Rewrite each line of the listing below as a Markdown table with the columns Row and Line, numbering the rows in order and leaving out any blank lines.

[Data drawn from a collection]
** Start **

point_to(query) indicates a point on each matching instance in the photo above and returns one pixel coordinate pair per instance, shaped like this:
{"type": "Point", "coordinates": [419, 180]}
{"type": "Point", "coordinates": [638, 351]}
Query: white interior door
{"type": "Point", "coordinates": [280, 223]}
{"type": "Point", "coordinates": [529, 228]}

** End **

FINISHED ANSWER:
| Row | Line |
|---|---|
| 1 | point_to(query) indicates a point on each matching instance in the photo above and returns one pixel coordinate pair per instance, shaped like this: |
| 2 | {"type": "Point", "coordinates": [419, 180]} |
| 3 | {"type": "Point", "coordinates": [638, 351]} |
| 4 | Query: white interior door |
| 5 | {"type": "Point", "coordinates": [280, 223]} |
| 6 | {"type": "Point", "coordinates": [529, 228]} |